[TASK INPUTS]
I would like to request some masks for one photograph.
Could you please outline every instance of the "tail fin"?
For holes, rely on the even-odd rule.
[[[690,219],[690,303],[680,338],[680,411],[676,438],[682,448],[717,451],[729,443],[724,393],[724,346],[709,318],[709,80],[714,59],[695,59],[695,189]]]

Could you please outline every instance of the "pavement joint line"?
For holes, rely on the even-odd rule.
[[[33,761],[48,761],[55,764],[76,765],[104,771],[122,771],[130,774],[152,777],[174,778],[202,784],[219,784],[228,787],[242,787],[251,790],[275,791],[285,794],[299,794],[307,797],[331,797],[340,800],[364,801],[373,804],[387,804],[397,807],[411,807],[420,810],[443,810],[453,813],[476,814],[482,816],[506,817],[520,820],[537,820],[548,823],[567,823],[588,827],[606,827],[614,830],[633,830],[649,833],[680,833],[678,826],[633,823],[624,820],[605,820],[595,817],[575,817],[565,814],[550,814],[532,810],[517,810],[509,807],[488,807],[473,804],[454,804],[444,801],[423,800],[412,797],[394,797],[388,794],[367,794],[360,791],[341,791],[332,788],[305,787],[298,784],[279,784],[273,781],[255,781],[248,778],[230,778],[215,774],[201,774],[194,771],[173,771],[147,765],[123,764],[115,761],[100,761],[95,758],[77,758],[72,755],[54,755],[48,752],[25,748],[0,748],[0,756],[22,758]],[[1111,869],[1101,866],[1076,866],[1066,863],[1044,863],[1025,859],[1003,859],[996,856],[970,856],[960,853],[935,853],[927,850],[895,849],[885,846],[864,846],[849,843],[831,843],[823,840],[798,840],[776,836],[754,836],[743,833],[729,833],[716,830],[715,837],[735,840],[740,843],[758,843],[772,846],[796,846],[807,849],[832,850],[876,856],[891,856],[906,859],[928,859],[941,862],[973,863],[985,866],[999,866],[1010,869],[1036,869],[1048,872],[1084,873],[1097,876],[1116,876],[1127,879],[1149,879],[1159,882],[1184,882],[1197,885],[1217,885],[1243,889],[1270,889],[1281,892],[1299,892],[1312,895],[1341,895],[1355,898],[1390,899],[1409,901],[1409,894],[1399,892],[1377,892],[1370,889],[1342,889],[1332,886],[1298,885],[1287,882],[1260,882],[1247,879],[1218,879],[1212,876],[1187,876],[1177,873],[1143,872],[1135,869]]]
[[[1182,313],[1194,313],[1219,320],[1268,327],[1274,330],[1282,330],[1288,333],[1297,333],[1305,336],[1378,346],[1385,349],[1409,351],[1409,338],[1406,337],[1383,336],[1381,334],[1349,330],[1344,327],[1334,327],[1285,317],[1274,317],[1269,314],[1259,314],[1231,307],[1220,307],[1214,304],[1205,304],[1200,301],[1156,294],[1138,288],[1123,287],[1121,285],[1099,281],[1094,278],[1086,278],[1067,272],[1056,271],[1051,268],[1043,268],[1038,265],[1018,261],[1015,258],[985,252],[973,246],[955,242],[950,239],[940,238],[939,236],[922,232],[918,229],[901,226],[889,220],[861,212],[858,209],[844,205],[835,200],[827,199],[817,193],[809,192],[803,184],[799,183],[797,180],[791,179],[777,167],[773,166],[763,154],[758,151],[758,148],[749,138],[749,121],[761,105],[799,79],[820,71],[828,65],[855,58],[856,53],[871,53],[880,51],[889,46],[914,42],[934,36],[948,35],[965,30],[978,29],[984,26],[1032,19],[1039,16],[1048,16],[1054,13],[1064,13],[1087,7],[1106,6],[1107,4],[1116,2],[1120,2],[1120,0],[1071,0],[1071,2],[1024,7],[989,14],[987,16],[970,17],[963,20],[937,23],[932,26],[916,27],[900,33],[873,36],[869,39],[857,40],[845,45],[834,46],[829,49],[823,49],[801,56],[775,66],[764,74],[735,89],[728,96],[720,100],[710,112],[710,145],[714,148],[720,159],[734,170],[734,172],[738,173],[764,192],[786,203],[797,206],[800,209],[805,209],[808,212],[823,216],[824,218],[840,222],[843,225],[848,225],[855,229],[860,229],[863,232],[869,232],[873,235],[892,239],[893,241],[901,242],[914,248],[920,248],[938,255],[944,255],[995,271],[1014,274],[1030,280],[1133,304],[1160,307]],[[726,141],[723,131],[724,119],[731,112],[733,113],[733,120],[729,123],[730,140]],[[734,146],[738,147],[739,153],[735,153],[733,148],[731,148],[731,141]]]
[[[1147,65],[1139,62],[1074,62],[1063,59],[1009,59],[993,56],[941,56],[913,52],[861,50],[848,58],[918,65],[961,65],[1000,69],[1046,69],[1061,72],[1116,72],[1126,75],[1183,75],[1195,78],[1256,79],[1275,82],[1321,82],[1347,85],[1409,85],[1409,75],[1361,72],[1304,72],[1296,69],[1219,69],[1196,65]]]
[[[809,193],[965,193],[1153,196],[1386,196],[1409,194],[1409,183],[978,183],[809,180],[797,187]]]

[ABOUT THIS EXERCISE] What do the records say? Quote them all exactly.

[ANSWER FOR THE TASK]
I would like to request some masks for one photograph.
Could you please outline every instance of the "tail fin"?
For holes, rely on the even-odd rule.
[[[690,219],[690,303],[680,338],[680,411],[676,438],[682,448],[717,451],[729,443],[724,393],[724,346],[709,318],[709,80],[714,59],[695,59],[695,189]]]

Could you please outline every instance of the "pavement joint line"?
For holes, rely on the even-odd rule.
[[[33,761],[48,761],[55,764],[76,765],[104,771],[122,771],[130,774],[152,777],[174,778],[202,784],[219,784],[228,787],[242,787],[251,790],[275,791],[285,794],[299,794],[307,797],[331,797],[340,800],[364,801],[373,804],[387,804],[397,807],[411,807],[420,810],[443,810],[453,813],[476,814],[482,816],[506,817],[520,820],[537,820],[548,823],[567,823],[588,827],[606,827],[614,830],[633,830],[649,833],[680,833],[678,826],[633,823],[624,820],[605,820],[595,817],[575,817],[565,814],[550,814],[532,810],[517,810],[509,807],[488,807],[473,804],[454,804],[444,801],[423,800],[412,797],[394,797],[388,794],[367,794],[360,791],[341,791],[332,788],[305,787],[298,784],[279,784],[273,781],[255,781],[248,778],[230,778],[215,774],[201,774],[194,771],[173,771],[147,765],[123,764],[115,761],[100,761],[95,758],[77,758],[72,755],[54,755],[48,752],[25,748],[0,748],[0,756],[22,758]],[[1111,869],[1101,866],[1076,866],[1066,863],[1044,863],[1025,859],[1003,859],[996,856],[970,856],[960,853],[935,853],[927,850],[895,849],[885,846],[864,846],[849,843],[831,843],[823,840],[798,840],[776,836],[754,836],[743,833],[729,833],[716,830],[715,837],[735,840],[740,843],[758,843],[772,846],[796,846],[807,849],[832,850],[876,856],[891,856],[906,859],[928,859],[941,862],[973,863],[985,866],[999,866],[1010,869],[1036,869],[1048,872],[1084,873],[1097,876],[1116,876],[1127,879],[1149,879],[1159,882],[1184,882],[1197,885],[1217,885],[1243,889],[1270,889],[1281,892],[1299,892],[1312,895],[1341,895],[1355,898],[1390,899],[1409,901],[1409,894],[1399,892],[1377,892],[1370,889],[1342,889],[1332,886],[1298,885],[1287,882],[1260,882],[1247,879],[1218,879],[1212,876],[1187,876],[1177,873],[1143,872],[1135,869]]]
[[[1182,313],[1194,313],[1219,320],[1268,327],[1274,330],[1282,330],[1288,333],[1297,333],[1305,336],[1378,346],[1385,349],[1409,351],[1409,338],[1406,337],[1383,336],[1381,334],[1349,330],[1344,327],[1334,327],[1285,317],[1274,317],[1269,314],[1259,314],[1231,307],[1220,307],[1214,304],[1205,304],[1200,301],[1156,294],[1138,288],[1123,287],[1121,285],[1099,281],[1094,278],[1086,278],[1067,272],[1056,271],[1051,268],[1043,268],[1038,265],[1018,261],[1015,258],[985,252],[973,246],[955,242],[950,239],[940,238],[939,236],[922,232],[918,229],[901,226],[889,220],[861,212],[858,209],[844,205],[835,200],[827,199],[817,193],[809,192],[803,184],[799,183],[797,180],[791,179],[777,167],[773,166],[763,154],[758,151],[758,148],[749,138],[749,121],[761,105],[799,79],[820,71],[828,65],[855,58],[856,53],[871,53],[880,51],[889,46],[914,42],[934,36],[948,35],[965,30],[978,29],[984,26],[1032,19],[1039,16],[1048,16],[1054,13],[1064,13],[1087,7],[1106,6],[1107,4],[1116,2],[1120,2],[1120,0],[1071,0],[1071,2],[1024,7],[989,14],[987,16],[970,17],[963,20],[937,23],[932,26],[916,27],[900,33],[873,36],[869,39],[857,40],[845,45],[834,46],[829,49],[823,49],[801,56],[775,66],[764,74],[735,89],[728,96],[720,100],[710,112],[710,145],[714,148],[720,159],[734,170],[734,172],[738,173],[764,192],[786,203],[797,206],[800,209],[805,209],[808,212],[823,216],[824,218],[840,222],[843,225],[848,225],[855,229],[860,229],[863,232],[869,232],[873,235],[892,239],[893,241],[901,242],[914,248],[920,248],[938,255],[944,255],[995,271],[1014,274],[1030,280],[1133,304],[1160,307]],[[726,141],[723,131],[724,119],[731,112],[733,113],[733,120],[729,123],[730,140]],[[734,146],[738,147],[739,153],[735,153],[733,148],[731,148],[731,141]]]
[[[1147,65],[1139,62],[1074,62],[1063,59],[1009,59],[993,56],[941,56],[913,52],[861,50],[848,58],[918,65],[961,65],[1000,69],[1046,69],[1061,72],[1116,72],[1126,75],[1183,75],[1195,78],[1256,79],[1275,82],[1321,82],[1347,85],[1409,85],[1409,75],[1361,72],[1304,72],[1296,69],[1219,69],[1196,65]]]
[[[809,193],[965,193],[1153,196],[1386,196],[1409,194],[1409,183],[978,183],[809,180],[797,187]]]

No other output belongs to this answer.